• [Assigned task] Reproduce the data in full, exactly as it appears.

• [Task material]
__________

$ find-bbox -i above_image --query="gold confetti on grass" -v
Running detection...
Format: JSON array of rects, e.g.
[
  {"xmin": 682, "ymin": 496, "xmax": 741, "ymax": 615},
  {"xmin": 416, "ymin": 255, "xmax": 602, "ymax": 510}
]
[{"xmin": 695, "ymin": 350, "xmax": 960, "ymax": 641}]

__________

• [Expected answer]
$ find-bbox -i above_image --query="gold confetti on grass" -v
Running detection...
Format: JSON array of rects, e.g.
[
  {"xmin": 682, "ymin": 496, "xmax": 741, "ymax": 615},
  {"xmin": 416, "ymin": 255, "xmax": 602, "ymax": 510}
]
[{"xmin": 695, "ymin": 350, "xmax": 960, "ymax": 641}]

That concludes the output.